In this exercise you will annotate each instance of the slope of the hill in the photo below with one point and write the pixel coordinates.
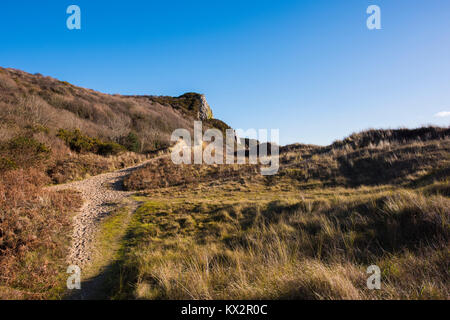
(72, 132)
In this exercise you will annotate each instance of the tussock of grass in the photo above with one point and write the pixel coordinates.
(311, 249)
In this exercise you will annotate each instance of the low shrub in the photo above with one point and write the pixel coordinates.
(83, 144)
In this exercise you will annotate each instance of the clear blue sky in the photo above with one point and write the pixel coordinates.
(310, 68)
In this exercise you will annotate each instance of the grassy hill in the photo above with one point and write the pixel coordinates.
(379, 197)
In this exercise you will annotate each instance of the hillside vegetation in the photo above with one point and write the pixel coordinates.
(54, 132)
(380, 197)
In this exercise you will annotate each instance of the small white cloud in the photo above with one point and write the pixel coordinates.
(442, 114)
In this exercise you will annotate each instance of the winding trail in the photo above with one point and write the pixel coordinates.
(98, 193)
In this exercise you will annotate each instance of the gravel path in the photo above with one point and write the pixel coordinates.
(98, 193)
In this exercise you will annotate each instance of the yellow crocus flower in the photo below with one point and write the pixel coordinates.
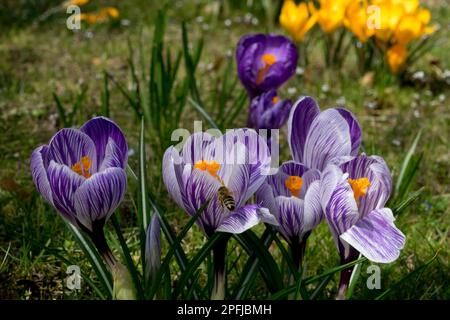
****
◆ Problem to work on ◆
Only the lines from the one containing "In this exercise you will annotate each instance of the gravel" through the last line of the data belong in the copy, both included and reproduced exactly. Pictures do not.

◆ Answer box ◆
In this exercise you will annotate each instance of the gravel path in the photo above with one point and write the pixel coordinates.
(98, 193)
In this exercise you will annotate each instance of the yellow crocus flower in the photo below with one point and write the pixel coordinates.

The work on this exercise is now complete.